Please locate each line in the entries below that contains the word "positive" and copy those lines out in full, treating case as significant.
----------------
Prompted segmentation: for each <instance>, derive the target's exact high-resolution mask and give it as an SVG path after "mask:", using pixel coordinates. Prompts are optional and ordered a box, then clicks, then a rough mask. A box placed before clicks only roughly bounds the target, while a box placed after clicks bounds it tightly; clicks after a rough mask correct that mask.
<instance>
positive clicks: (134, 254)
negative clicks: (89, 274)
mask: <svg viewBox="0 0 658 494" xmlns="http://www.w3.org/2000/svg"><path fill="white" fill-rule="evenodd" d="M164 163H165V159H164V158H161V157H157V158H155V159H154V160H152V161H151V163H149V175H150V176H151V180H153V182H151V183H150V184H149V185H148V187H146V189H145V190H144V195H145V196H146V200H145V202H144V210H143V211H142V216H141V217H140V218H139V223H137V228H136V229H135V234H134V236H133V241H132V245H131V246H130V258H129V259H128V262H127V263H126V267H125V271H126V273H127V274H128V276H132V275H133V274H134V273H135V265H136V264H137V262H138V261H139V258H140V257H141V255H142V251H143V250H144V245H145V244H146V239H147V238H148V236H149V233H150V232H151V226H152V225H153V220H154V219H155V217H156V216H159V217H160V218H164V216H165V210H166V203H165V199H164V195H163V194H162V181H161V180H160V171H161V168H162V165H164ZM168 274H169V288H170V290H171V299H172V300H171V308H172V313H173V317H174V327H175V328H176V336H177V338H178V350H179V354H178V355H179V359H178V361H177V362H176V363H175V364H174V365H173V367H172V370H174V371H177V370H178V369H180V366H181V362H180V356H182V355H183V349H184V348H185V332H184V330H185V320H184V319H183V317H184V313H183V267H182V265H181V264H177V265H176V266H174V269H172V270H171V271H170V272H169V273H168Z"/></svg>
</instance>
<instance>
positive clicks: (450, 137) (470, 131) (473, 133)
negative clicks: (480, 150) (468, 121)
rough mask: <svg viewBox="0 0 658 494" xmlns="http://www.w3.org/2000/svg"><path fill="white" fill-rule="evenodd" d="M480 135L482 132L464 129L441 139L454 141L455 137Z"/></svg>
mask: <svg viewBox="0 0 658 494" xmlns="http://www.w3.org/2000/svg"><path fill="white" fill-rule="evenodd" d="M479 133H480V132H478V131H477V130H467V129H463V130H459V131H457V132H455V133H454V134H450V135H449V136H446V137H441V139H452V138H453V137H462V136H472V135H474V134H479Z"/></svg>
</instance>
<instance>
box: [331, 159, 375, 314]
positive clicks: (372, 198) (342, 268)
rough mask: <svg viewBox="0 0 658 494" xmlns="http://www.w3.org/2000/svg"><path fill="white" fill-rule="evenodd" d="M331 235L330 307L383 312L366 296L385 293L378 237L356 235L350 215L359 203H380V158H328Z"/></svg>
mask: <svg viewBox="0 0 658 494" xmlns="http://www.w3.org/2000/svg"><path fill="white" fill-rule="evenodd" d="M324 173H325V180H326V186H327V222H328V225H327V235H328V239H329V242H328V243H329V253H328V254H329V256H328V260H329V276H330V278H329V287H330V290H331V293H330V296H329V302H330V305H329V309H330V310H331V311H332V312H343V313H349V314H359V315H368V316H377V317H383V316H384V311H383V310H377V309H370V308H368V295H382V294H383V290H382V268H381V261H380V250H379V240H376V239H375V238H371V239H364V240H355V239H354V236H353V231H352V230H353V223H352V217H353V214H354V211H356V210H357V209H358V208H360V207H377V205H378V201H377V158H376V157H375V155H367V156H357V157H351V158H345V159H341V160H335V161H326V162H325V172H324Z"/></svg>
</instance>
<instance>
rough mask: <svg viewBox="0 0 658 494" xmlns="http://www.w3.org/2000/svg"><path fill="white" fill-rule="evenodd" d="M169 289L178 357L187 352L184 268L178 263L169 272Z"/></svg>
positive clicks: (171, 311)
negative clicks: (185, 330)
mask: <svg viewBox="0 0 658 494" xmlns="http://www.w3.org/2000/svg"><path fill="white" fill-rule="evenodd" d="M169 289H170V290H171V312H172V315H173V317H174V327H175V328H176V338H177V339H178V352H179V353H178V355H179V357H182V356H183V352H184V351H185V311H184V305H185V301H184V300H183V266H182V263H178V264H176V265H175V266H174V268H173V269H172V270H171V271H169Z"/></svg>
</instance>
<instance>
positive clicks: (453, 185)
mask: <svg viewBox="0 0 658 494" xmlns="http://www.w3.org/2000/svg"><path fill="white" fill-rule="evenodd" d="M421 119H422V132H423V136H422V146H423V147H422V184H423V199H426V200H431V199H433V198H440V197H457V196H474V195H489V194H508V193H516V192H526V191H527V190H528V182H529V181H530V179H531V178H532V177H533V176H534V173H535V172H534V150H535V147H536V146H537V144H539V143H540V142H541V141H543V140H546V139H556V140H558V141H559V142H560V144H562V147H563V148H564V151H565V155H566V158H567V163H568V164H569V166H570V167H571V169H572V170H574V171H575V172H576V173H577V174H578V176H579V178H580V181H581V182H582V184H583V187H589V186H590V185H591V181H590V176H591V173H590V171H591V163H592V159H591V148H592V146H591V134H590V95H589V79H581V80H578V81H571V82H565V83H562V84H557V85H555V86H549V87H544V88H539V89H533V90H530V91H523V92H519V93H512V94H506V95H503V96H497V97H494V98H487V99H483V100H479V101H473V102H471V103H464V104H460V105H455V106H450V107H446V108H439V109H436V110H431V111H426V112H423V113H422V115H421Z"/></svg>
----------------
Solution to this task>
positive clicks: (134, 254)
positive clicks: (450, 137) (470, 131) (473, 133)
positive clicks: (372, 198) (342, 268)
positive clicks: (171, 311)
positive clicks: (453, 185)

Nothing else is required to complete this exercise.